* Task instructions:
Begin at the line below that contains "Phrase: elevated walkway". Repeat it and all remaining lines of the records exactly.

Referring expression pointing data
===============
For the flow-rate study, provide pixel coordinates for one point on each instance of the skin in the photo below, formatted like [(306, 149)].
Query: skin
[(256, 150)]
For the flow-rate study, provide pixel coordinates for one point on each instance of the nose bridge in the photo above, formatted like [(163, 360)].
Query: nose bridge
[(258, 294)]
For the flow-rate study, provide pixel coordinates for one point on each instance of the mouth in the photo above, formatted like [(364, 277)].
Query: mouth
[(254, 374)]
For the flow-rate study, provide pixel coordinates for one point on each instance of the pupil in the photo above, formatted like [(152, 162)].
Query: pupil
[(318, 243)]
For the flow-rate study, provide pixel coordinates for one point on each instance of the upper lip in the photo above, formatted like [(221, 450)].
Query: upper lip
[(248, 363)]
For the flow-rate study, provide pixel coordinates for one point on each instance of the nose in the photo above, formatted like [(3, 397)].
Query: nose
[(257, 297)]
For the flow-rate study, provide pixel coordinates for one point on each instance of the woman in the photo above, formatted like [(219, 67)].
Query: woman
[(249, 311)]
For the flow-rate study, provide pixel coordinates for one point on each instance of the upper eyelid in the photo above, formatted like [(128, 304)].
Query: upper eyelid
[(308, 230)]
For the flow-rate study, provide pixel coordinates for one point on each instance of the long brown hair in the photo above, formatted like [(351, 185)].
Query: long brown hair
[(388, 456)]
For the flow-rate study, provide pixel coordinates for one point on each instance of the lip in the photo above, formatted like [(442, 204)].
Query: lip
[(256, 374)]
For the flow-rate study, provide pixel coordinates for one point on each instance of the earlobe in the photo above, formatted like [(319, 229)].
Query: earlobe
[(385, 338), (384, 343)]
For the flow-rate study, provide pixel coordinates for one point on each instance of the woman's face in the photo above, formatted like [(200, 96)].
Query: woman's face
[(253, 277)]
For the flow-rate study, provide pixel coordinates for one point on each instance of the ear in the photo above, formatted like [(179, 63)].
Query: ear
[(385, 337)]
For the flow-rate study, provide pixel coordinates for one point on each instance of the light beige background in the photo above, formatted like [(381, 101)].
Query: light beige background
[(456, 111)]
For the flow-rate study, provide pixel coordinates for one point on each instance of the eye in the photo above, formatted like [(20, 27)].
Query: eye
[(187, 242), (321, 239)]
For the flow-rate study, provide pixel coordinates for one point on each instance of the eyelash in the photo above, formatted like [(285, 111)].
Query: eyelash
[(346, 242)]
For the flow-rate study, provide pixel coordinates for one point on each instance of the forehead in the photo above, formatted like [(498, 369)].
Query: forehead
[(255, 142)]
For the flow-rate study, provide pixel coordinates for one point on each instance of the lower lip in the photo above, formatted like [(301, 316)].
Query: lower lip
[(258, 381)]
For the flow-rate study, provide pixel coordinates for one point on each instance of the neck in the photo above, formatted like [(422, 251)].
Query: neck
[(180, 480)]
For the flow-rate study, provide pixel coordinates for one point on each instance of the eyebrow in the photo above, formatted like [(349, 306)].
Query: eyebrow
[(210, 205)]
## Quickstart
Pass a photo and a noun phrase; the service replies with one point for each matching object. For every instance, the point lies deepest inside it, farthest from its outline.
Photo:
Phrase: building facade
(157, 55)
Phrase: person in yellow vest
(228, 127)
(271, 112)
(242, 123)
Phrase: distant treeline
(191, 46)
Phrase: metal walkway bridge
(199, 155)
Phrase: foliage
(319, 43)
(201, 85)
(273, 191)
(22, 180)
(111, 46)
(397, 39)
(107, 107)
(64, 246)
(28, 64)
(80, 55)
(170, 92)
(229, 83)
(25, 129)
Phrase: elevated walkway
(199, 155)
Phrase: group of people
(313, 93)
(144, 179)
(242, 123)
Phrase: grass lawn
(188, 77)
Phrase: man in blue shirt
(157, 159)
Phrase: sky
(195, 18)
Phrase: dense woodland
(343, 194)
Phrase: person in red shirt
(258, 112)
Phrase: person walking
===============
* Result for this exercise:
Phrase: elevated walkway
(199, 155)
Phrase: group of people
(313, 93)
(144, 179)
(242, 123)
Phrase: grass lawn
(188, 77)
Phrase: man in blue shirt
(157, 159)
Phrase: sky
(195, 18)
Phrase: dense woodland
(343, 194)
Phrase: person in red shirt
(258, 112)
Phrase: person walking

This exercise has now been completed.